start DATA RECORDS

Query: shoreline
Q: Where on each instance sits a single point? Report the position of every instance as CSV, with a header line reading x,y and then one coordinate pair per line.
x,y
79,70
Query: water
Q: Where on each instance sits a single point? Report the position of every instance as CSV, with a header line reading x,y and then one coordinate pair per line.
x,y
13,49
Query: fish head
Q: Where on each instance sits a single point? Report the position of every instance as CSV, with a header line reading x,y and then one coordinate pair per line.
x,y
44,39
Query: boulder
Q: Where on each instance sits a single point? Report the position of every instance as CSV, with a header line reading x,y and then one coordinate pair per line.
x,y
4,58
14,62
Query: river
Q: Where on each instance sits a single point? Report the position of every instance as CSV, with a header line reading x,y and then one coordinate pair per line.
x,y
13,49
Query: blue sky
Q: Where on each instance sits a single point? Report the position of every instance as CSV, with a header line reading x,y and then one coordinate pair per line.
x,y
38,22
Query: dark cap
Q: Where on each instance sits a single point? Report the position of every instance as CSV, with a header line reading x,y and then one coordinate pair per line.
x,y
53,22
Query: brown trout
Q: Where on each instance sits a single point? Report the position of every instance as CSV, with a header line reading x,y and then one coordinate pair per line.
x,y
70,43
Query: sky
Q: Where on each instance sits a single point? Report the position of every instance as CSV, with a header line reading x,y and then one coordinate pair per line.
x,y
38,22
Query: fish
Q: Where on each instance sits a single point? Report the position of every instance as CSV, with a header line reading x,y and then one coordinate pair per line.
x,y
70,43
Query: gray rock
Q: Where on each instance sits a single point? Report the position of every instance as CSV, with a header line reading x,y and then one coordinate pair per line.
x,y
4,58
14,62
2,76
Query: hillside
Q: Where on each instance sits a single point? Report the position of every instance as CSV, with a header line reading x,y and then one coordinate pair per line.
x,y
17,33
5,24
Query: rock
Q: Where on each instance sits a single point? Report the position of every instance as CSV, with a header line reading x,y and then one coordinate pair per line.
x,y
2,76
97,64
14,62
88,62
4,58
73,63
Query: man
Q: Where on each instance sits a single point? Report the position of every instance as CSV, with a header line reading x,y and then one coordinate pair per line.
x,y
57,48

end DATA RECORDS

◆ TASK INSTRUCTIONS ◆
Please reproduce the data above, replacing each occurrence of "Query" with "Target" and leaving everything else as it is.

◆ TASK OUTPUT ◆
Target: shoreline
Q: Where on each instance sits a single point? Report the position of every instance as CSV, with a header line reading x,y and then one coordinate pair per line.
x,y
79,70
Target: water
Q: Where on each instance sits a single point? Report the position of every instance as CSV, with a header line reading x,y and then one coordinate pair per line.
x,y
13,49
Target: fish head
Q: Where on each instance sits a single point? Report the position of every instance as CSV, with a header line reading x,y and then one coordinate pair per line.
x,y
44,39
Target: boulder
Q: Where on each instance sits a single point? Report the position of every instance as CSV, with a header line reading x,y and then one coordinate pair per line.
x,y
4,58
14,62
Target: river
Q: Where on each instance sits a single point? Report the position of every instance as CSV, with a header line reading x,y and then one coordinate pair per line.
x,y
13,49
Target: blue sky
Q: Where on each instance sits a single point? Report the position of every instance as CSV, with a header line reading x,y and then one coordinate pair per line.
x,y
38,22
Target: dark cap
Q: Where on each instance sits a single point? Report the position of every instance as CSV, with a header line reading x,y and then one coordinate pair per line.
x,y
53,22
Target: brown trout
Q: Where on each instance sits a single point? Report the position of every instance as CSV, with a header line reading x,y and then one coordinate pair per line.
x,y
70,43
Target: sky
Q: Where on each instance sits a single point? Report the position of every instance as CSV, with a header line reading x,y and then one coordinate pair per line.
x,y
38,22
Target: fish
Q: Where on each instance sits a single point? Report the position of every instance as CSV, with a header line reading x,y and then one coordinate pair per line.
x,y
70,43
Target: gray rock
Q: Where on each instance sits a single point? Report the position of every instance as CSV, with a header line reading x,y and then one coordinate pair per line.
x,y
4,58
14,62
2,76
Target: hillside
Q: Where on each instance sits a single point? Report the position of every instance as CSV, with a header line reading x,y and then one coordinate pair per line.
x,y
17,33
5,24
Target: rock
Q: Where on each instance sits a single point? Report the position of every instance as CSV, with a header line reading x,y and then one coordinate pair per line.
x,y
2,76
97,64
14,62
88,62
4,58
73,63
Target: man
Q: Where on each instance sits a single point? Report the position of every instance as CSV, with a header line reading x,y and then one coordinate pair per line.
x,y
57,48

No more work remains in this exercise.